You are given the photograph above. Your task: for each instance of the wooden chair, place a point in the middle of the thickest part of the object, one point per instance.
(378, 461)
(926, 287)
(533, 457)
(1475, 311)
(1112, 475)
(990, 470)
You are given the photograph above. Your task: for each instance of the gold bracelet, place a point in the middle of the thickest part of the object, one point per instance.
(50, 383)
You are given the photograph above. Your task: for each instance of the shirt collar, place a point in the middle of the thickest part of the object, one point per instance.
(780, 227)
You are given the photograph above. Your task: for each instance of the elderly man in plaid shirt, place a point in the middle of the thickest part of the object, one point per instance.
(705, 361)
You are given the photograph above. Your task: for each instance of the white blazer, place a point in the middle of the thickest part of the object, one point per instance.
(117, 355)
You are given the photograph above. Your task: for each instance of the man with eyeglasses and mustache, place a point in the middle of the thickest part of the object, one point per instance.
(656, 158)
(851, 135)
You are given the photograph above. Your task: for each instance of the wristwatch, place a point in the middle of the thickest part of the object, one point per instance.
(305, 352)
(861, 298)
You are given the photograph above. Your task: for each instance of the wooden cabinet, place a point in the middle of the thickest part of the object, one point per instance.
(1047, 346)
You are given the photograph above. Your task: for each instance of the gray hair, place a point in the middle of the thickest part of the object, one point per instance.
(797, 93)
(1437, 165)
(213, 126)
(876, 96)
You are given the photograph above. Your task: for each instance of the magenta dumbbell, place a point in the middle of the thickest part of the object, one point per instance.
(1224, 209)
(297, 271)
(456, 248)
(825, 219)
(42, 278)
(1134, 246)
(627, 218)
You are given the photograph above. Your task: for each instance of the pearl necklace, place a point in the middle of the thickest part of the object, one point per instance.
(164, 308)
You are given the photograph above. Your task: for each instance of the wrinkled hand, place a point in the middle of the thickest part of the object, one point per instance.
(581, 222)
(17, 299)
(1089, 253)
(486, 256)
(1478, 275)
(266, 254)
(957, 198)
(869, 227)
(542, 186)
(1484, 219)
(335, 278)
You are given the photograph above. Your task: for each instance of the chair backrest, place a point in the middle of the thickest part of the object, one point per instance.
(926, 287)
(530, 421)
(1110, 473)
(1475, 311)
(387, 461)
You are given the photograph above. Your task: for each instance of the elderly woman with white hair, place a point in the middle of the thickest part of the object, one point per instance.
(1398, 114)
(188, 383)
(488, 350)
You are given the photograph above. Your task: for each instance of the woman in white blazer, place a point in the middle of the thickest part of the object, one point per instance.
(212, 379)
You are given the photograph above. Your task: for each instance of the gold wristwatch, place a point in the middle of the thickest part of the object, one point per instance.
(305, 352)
---
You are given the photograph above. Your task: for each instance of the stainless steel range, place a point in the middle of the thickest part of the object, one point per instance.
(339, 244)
==
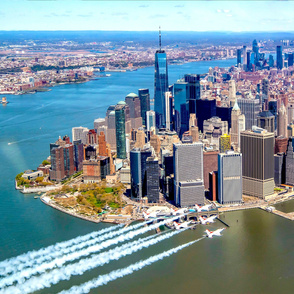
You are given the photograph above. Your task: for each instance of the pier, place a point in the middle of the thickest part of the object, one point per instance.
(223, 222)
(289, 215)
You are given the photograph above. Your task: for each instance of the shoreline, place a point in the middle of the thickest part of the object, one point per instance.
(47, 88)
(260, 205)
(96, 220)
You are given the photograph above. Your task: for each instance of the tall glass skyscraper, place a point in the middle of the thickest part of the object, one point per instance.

WHAT YOU NEED TO DO. Restate word for word the lines of the data above, starting at the line containing "the pier, place" and ending at the line containing "of the tall", both included, and nothing more.

ANSWER TO THE EXERCISE.
You are given the photograph above. Your task: for each instance of the pier, place a point in the middle of the thickest part of the object, one point per instance.
(223, 222)
(289, 215)
You are given the photograph above. Your task: for each instance of the shoreline, place a point in the middle of the thickest part of the object, one point per instance.
(47, 88)
(260, 205)
(96, 220)
You are given the photograph above. Your task: for each instance of the tall glass skyscraper, place a point in the middle of the thickest part of the object, one point per instance.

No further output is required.